**DOCUMENT EXCERPT**

It was just about two years ago that I appeared on a panel at a meeting of agents with, among others, Macmillan CEO John Sargent and Sargent made the point that maintaining ebook pricing and margins was one of the critical challenges facing publishers. Ebook sales were still hovering around one percent of the business. Or maybe two. Nowhere near five. Sargent was prescient.

It was about six months ago that I did a couple of posts on direct marketing techniques. I engaged a publishing friend named Neal Goff, whose background is mostly outside of trade books, to help me with those. I had him walk me through some fundamentals because I didn’t know them and, I feared, neither did the trade houses that were now — because of agency — required to set prices on their own books without the requisite expertise.

It was only last week that Random House announced it was shifting to agency pricing and I said I hoped they would be more ambitious about experimentation with price than their competitors in the arena had been.

All of these thoughts came together for me when I read this post on CNET that has two real wake-up calls in it for the big publishers.

One they are increasingly aware of: very cheap ebooks are selling very well and, with at least two major bestseller lists (The New York Times and USA Today) now counting ebook sales in units for their rankings, there is a real threat that the established business at established price points could be chased from the biggest market-maker there is. (It is important to note that the Times and USA Today methodologies are still a bit opaque and it is not clear how lower-price books are weighted. Some clear successes in the low-price realm haven’t shown up yet.)

The other point is more subtle. Individuals and little publishers are fiddling with price in ways to maximize bestseller positioning and revenues. The rules are complicated. Both Amazon and Barnes & Noble have programs that reward pricing above $2.99 by paying higher royalties. But it would certainly appear that there are many consumers who are limiting their shopping for ebooks to those that cost 99 cents or below. So some authors have learned that cutting their price increases unit sales to put them on a bestseller list, then raising their price results in more revenue. Apparently one very useful strategy for revenue maximization is to shuttle between prices.

The point that “cutting price boosts sales” isn’t exactly surprising, and it also isn’t exactly news. J.A. Konrath, perhaps the first established author to really start raking in shekels self-publishing through Amazon, has been experimenting with pricing and proving this point for a long time. Konrath’s data was charted for clarity by blogger Dave Slusher a few months ago. Konrath’s work and Slusher’s analysis of it further emphasizes the central point Neal Goff made to us. Experimentation matters. (Neal called it “testing.”)

Another author has demonstrated that cutting price is important, and promoting lower prices is also important.

Although I have heard one major publishing CEO suggest that the house is doing some fiddling with pricing, there was no suggestion there of controlled and monitored experimentation. And I believe it is safe to say, without doing any research, that no major publisher is doing that on a consistent and persistent basis, let alone algorithmically-programmed price management such as the major ebook retailers almost certainly do.

**DATA EXTRACT**
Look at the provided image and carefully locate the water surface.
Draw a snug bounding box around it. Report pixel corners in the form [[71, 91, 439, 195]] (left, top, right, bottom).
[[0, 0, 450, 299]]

**WRITTEN PROBLEM**
From the ebook pricing text above, reproduce word for word the passage starting at "Another author has" and ending at "almost certainly do.".

**EXERCISE RESULT**
Another author has demonstrated that cutting price is important, and promoting lower prices is also important.

Although I have heard one major publishing CEO suggest that the house is doing some fiddling with pricing, there was no suggestion there of controlled and monitored experimentation. And I believe it is safe to say, without doing any research, that no major publisher is doing that on a consistent and persistent basis, let alone algorithmically-programmed price management such as the major ebook retailers almost certainly do.